### WRITTEN PROBLEM
Print the following entries unchanged, everything from the start of the entries down to the line containing "xmin=716 ymin=308 xmax=748 ymax=339", both ends included.

### Annotated coordinate records
********************

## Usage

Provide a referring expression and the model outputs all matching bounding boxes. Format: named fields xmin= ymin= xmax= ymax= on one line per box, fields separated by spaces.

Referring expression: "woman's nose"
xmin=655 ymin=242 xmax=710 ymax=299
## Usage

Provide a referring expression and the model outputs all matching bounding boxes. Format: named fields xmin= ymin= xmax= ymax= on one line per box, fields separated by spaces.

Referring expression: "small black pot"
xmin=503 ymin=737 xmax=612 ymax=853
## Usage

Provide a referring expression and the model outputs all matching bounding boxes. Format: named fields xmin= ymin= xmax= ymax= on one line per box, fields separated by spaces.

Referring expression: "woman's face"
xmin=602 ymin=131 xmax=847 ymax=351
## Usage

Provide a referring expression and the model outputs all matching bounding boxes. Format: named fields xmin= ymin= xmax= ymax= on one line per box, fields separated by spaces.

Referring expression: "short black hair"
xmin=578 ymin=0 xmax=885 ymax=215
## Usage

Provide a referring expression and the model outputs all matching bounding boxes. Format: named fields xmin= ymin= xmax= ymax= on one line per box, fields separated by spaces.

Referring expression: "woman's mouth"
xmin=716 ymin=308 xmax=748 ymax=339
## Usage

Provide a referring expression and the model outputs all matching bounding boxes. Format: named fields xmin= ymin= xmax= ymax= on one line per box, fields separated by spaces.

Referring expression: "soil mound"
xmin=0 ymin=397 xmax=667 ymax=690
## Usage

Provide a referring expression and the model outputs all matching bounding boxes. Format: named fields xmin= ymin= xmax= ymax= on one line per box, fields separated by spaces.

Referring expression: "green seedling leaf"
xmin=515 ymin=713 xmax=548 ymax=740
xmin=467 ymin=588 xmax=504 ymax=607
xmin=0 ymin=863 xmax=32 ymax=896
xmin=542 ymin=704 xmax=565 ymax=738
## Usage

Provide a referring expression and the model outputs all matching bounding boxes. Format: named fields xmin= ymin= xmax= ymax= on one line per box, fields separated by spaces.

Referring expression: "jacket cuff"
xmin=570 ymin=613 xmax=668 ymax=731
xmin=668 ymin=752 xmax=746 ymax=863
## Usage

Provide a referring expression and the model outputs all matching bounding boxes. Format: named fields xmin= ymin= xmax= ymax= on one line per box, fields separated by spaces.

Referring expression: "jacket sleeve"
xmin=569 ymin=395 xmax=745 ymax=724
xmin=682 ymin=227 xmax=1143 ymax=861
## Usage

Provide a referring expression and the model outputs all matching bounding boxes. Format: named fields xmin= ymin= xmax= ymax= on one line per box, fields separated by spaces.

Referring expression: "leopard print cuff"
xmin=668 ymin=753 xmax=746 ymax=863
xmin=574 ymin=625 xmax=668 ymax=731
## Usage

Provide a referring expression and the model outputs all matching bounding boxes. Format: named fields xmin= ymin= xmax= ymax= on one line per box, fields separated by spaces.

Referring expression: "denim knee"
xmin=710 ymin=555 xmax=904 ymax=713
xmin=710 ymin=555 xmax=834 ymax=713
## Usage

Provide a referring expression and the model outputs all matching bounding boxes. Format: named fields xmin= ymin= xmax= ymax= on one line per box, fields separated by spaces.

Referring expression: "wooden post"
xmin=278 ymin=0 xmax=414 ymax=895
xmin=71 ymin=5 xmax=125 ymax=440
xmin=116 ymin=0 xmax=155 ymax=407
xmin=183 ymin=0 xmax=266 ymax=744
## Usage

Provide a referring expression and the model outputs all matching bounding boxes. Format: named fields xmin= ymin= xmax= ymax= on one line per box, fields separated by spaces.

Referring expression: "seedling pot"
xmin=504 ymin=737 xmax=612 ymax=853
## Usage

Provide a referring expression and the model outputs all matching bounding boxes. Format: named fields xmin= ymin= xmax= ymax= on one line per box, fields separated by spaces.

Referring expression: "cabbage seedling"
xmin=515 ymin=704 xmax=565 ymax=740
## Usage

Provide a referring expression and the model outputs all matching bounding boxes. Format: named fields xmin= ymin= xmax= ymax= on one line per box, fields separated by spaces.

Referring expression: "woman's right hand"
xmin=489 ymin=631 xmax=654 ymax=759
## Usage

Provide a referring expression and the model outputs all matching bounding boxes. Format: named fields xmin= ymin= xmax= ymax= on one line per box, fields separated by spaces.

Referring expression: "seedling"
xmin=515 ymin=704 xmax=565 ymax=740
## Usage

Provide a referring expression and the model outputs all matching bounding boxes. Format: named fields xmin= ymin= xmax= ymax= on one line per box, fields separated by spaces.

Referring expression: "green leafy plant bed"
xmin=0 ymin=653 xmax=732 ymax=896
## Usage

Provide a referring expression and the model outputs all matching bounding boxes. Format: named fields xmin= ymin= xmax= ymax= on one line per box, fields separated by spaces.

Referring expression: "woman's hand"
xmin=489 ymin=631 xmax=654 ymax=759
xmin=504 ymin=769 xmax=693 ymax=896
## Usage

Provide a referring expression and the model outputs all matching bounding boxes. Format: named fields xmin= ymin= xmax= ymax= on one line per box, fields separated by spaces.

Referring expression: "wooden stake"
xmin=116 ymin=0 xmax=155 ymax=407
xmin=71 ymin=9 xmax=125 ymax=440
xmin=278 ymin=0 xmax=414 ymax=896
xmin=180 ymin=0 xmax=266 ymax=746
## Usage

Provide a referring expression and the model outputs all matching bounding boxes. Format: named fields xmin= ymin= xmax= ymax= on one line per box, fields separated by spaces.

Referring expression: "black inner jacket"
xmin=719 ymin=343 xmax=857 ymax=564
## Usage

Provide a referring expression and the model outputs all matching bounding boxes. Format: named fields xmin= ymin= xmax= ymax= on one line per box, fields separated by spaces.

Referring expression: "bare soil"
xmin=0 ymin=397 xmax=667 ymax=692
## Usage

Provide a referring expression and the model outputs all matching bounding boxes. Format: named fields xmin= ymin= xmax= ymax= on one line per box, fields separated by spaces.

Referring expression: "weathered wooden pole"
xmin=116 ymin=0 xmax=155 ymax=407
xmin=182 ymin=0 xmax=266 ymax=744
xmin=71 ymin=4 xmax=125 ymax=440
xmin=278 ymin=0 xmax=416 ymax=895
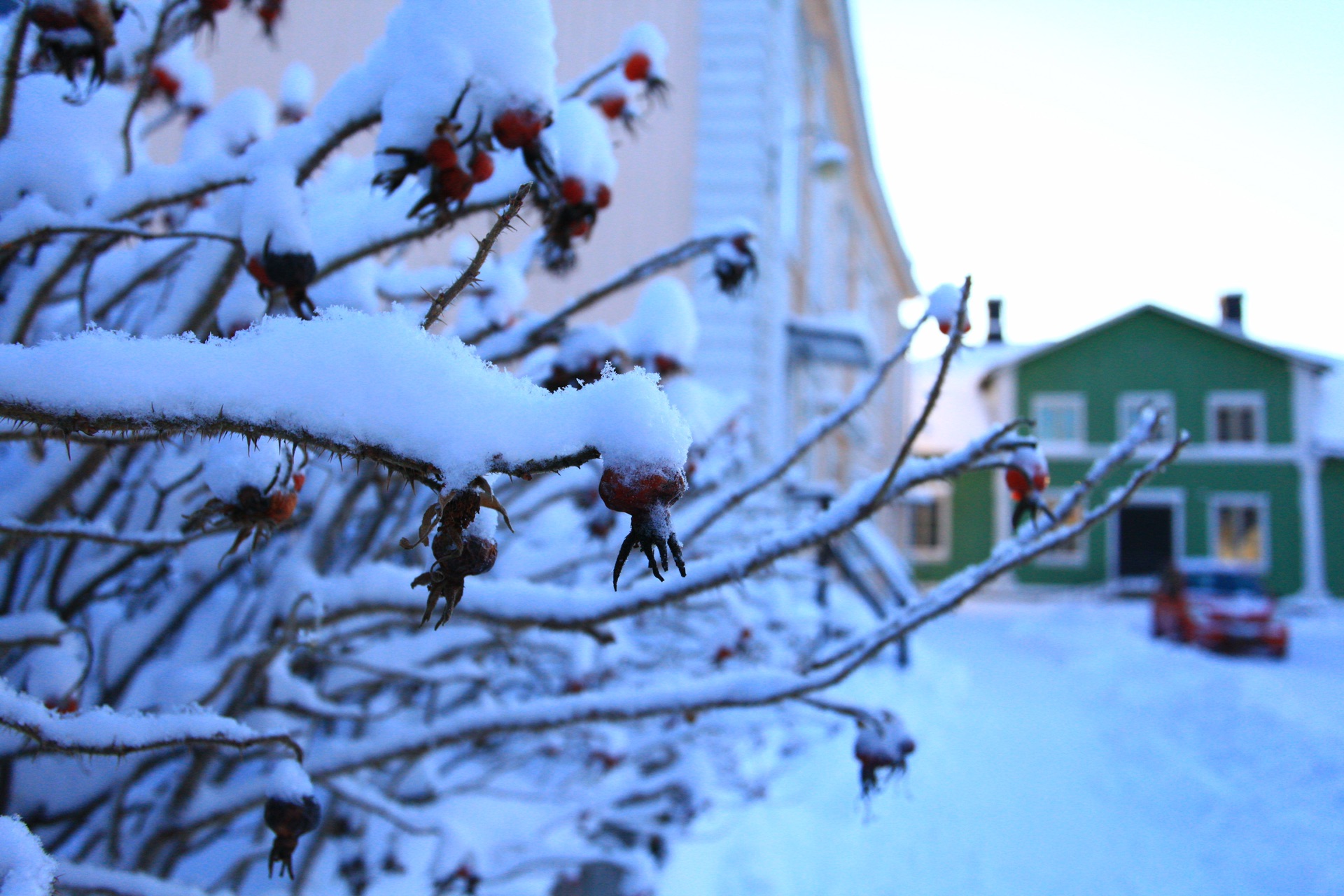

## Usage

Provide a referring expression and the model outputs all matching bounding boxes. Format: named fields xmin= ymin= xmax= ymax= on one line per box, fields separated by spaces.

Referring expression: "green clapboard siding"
xmin=1321 ymin=458 xmax=1344 ymax=598
xmin=1017 ymin=309 xmax=1293 ymax=444
xmin=916 ymin=470 xmax=995 ymax=582
xmin=1017 ymin=461 xmax=1301 ymax=594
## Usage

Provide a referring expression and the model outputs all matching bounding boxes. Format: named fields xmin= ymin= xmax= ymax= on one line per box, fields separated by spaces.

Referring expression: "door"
xmin=1119 ymin=505 xmax=1173 ymax=578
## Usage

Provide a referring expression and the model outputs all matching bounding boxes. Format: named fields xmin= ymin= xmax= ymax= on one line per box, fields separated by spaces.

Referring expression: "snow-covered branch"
xmin=422 ymin=184 xmax=532 ymax=329
xmin=0 ymin=684 xmax=304 ymax=759
xmin=57 ymin=862 xmax=207 ymax=896
xmin=479 ymin=228 xmax=743 ymax=364
xmin=682 ymin=320 xmax=923 ymax=544
xmin=0 ymin=816 xmax=57 ymax=896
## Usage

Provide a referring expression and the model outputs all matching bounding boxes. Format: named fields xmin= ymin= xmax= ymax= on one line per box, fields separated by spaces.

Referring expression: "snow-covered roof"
xmin=985 ymin=305 xmax=1331 ymax=376
xmin=907 ymin=342 xmax=1043 ymax=454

********************

### FINISHED EXERCISE
## Usage

Provide a referring expression and the model outputs all matching bounding boxes. Format: named fields xmin= ymin= xmax= ymax= on one line per box, fields separated by spaces.

Referring expression: "woman's nose"
xmin=655 ymin=242 xmax=710 ymax=299
## Usage

Provide a referring expression and the model outputs all matching bounding boxes. Format: named fields xmin= ymin= xmax= ymax= on one line per box, fields separated by spaces.

Referring expression: "small black pot"
xmin=503 ymin=737 xmax=612 ymax=853
## Usage

Provide a referring expression and the model outputs all matching bounding boxes. Format: named fields xmin= ymin= xmax= ymax= on one line per box, fields separated by spaces.

Referring expression: "woman's face"
xmin=602 ymin=131 xmax=847 ymax=351
## Usage

Provide a referring expression and the model outputs all matching bounding boxes. Format: named fields xmin= ymin= xmax= ymax= on one line per box, fields separated by spaces.

Referring expression: "short black hair"
xmin=578 ymin=0 xmax=885 ymax=215
## Usage

Provide a referring expression and the model outputs all matching bounding boxes. Format: named fields xmin= ymin= xmax= ymax= on one line per box, fields separated by spaces.

Referring expression: "woman's mouth"
xmin=716 ymin=308 xmax=748 ymax=339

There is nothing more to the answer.